• _Exercise directions_
Please retype the data that follows, starting at the line containing "For every instance of the dark" and stopping after the last line.
──────────────────────────────
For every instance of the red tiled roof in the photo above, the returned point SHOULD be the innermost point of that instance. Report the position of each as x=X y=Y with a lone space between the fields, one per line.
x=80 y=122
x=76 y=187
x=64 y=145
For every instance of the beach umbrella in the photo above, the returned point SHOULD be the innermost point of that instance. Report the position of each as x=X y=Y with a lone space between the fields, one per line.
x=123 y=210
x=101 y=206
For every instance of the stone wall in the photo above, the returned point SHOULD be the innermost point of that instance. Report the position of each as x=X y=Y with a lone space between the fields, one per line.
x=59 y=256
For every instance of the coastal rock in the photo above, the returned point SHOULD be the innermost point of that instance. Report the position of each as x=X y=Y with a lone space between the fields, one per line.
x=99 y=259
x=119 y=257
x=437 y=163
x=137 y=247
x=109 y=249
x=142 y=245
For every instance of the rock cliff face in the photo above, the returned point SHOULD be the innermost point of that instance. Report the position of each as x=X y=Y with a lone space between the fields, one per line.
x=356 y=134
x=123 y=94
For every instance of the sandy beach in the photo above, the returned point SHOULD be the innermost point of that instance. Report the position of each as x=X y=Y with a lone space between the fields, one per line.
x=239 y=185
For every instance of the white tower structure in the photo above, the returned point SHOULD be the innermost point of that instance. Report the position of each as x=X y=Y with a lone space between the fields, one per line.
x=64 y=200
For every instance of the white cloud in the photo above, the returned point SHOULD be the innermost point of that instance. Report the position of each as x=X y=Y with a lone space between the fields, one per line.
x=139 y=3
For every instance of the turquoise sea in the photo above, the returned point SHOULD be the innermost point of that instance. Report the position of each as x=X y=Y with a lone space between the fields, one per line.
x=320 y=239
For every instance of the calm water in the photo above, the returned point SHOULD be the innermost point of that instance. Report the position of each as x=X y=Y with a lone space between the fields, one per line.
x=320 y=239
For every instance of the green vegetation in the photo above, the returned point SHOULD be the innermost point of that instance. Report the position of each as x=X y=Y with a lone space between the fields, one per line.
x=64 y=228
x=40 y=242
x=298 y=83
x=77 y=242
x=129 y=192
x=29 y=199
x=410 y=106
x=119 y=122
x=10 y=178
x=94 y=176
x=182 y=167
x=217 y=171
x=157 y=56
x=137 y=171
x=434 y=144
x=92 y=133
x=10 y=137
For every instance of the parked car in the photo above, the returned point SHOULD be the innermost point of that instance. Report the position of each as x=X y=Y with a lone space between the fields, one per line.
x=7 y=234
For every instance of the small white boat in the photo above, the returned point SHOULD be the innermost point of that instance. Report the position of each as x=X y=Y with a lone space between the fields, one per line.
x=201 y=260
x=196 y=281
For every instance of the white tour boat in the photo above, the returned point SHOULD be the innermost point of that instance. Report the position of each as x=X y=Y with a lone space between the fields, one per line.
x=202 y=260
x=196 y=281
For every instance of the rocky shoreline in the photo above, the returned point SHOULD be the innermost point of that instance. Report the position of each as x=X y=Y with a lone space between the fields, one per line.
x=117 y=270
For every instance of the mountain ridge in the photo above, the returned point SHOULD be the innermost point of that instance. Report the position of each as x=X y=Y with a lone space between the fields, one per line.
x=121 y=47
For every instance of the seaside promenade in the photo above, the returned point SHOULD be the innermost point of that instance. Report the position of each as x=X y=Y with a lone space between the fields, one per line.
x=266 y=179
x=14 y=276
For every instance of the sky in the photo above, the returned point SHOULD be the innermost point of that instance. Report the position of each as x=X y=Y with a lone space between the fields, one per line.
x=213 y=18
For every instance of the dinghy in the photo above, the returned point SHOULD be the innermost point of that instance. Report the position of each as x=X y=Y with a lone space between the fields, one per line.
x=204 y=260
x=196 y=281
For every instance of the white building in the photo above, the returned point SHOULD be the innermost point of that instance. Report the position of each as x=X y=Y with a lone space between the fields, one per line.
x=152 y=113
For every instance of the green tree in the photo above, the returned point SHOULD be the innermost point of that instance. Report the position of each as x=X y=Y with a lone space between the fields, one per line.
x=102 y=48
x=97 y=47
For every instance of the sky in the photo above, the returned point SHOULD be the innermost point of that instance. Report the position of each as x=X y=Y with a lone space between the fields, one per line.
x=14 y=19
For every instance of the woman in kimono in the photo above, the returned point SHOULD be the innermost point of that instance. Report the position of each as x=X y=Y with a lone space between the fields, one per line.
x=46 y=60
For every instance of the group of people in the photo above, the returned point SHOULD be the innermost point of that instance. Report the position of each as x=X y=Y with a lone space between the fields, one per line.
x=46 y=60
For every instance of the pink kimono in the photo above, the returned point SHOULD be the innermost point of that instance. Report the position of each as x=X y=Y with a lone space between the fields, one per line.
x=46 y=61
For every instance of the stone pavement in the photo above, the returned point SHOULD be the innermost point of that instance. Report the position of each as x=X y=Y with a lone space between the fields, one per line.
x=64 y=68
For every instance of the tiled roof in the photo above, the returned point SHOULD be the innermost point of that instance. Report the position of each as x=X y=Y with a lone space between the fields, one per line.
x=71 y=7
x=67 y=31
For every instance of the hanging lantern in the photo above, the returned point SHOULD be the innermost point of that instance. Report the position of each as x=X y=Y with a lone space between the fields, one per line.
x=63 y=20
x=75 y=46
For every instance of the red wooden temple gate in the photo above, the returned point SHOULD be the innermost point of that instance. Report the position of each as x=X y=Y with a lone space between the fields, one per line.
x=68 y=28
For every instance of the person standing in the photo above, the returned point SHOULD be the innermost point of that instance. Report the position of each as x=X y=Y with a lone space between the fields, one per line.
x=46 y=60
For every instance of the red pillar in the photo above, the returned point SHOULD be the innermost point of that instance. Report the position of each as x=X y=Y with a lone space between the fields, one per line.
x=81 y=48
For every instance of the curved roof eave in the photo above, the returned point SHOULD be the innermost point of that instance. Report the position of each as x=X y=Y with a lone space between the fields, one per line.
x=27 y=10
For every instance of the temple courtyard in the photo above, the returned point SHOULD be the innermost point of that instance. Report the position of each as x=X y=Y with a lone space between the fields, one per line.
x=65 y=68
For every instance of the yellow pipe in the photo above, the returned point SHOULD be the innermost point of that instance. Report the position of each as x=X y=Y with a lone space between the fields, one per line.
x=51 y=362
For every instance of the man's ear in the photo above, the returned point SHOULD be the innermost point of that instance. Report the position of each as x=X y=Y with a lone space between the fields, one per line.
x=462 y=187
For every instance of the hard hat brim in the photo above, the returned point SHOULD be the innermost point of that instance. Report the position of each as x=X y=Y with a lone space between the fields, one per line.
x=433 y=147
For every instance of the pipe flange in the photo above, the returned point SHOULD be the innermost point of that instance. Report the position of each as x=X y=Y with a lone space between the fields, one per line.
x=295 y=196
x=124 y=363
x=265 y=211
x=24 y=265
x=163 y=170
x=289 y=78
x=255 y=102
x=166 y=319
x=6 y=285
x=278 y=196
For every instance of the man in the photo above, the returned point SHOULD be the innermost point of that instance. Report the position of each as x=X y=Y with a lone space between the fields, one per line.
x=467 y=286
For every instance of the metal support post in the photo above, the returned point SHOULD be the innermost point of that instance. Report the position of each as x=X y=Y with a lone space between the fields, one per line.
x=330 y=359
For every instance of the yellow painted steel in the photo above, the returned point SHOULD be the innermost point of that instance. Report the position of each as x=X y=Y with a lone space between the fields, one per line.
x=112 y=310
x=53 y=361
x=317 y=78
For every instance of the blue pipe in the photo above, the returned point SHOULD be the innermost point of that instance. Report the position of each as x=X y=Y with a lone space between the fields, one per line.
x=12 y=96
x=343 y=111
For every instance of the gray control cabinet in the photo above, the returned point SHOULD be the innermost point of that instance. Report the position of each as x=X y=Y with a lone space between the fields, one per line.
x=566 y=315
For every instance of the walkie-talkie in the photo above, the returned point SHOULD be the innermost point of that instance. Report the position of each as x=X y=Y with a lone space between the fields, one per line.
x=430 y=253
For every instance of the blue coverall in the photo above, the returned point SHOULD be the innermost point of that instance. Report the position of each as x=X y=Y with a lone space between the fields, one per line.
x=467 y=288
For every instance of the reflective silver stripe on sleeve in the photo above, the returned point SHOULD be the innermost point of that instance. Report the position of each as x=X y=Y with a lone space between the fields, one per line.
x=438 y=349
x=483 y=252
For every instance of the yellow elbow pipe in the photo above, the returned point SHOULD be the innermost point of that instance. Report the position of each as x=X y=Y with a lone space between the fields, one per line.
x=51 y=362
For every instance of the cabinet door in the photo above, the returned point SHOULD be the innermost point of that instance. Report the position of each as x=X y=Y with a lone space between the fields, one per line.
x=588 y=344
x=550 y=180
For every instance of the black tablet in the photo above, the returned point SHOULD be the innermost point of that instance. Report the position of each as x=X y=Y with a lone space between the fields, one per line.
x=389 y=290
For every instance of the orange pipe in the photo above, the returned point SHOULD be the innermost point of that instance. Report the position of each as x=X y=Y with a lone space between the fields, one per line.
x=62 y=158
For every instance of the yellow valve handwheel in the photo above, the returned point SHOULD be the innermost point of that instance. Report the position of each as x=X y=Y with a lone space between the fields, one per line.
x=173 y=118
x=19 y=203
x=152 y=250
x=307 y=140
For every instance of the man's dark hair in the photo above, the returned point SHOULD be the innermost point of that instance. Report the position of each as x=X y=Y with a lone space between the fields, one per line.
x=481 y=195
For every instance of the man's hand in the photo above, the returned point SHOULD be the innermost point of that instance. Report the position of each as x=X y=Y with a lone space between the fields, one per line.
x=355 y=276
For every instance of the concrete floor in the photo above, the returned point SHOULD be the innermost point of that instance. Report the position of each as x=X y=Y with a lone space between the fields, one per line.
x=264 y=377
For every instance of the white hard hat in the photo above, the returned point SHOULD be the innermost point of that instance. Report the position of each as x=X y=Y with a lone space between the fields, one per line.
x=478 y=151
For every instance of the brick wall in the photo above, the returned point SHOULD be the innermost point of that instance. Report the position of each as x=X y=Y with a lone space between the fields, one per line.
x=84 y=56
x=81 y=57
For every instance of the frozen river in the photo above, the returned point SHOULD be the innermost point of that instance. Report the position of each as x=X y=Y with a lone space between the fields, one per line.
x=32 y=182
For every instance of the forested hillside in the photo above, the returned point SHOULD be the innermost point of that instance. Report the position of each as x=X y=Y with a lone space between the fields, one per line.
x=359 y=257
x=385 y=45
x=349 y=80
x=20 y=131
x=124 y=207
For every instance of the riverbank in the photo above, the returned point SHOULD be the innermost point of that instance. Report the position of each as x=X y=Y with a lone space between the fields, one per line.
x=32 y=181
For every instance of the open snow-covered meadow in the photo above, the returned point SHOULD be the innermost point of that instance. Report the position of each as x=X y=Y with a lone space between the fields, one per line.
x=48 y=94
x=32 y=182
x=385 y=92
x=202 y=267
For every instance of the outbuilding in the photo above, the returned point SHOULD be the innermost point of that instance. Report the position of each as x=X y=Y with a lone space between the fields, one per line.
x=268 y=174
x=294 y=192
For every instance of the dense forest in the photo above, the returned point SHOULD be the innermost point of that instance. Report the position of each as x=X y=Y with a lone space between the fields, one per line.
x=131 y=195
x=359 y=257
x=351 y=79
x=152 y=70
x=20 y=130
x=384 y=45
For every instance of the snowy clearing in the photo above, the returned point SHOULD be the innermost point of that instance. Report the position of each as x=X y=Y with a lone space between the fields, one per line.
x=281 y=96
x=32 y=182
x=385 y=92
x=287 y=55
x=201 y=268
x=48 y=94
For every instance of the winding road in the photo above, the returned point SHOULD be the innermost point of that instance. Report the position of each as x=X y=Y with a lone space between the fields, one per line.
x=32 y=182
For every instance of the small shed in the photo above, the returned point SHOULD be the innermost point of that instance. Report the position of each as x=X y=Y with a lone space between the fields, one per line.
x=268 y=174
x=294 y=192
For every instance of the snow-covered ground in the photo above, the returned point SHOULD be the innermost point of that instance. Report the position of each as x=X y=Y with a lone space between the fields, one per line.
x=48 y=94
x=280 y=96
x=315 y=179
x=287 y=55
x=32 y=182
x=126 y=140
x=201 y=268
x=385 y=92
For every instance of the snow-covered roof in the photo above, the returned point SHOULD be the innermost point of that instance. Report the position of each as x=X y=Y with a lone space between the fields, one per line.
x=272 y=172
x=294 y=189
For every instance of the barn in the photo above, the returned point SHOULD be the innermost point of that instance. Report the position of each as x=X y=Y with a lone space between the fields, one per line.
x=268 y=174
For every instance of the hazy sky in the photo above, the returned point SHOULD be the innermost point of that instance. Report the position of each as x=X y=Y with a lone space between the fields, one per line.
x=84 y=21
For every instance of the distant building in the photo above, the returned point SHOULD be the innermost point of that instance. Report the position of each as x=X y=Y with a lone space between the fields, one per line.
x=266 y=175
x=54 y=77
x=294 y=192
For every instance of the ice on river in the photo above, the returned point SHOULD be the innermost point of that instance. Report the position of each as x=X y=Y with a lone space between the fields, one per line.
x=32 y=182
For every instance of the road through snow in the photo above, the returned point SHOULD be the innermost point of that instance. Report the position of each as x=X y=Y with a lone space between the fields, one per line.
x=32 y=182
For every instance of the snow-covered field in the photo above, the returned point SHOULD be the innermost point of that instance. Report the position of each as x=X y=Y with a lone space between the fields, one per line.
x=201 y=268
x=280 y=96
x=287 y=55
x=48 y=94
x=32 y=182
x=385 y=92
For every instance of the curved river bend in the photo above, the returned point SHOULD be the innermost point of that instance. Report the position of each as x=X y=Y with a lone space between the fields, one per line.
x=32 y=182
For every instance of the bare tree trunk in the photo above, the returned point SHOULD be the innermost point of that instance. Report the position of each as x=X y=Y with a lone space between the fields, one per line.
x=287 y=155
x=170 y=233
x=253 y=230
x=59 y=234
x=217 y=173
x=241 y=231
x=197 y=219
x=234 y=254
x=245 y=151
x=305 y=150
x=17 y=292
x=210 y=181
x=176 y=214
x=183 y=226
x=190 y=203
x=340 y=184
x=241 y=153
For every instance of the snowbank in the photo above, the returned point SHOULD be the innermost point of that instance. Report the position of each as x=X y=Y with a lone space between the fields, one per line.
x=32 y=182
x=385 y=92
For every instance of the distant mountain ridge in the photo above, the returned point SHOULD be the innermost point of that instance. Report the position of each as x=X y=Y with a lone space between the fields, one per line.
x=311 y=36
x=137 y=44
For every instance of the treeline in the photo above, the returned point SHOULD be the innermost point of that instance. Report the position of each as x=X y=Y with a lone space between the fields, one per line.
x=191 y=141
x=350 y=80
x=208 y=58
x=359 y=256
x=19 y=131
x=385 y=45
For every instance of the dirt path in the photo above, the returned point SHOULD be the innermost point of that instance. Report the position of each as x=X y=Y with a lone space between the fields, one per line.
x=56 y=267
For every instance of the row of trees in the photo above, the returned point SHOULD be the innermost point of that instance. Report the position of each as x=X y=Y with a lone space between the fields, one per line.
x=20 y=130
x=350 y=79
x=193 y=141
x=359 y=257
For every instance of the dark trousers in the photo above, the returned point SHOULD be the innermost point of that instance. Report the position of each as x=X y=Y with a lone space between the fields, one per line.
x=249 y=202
──────────────────────────────
• _Solution_
For every instance of the dark trousers in the photo above, the returned point SHOULD be the innermost point of that instance. Report the position of each as x=X y=Y with a lone space between the fields, one per line.
x=249 y=202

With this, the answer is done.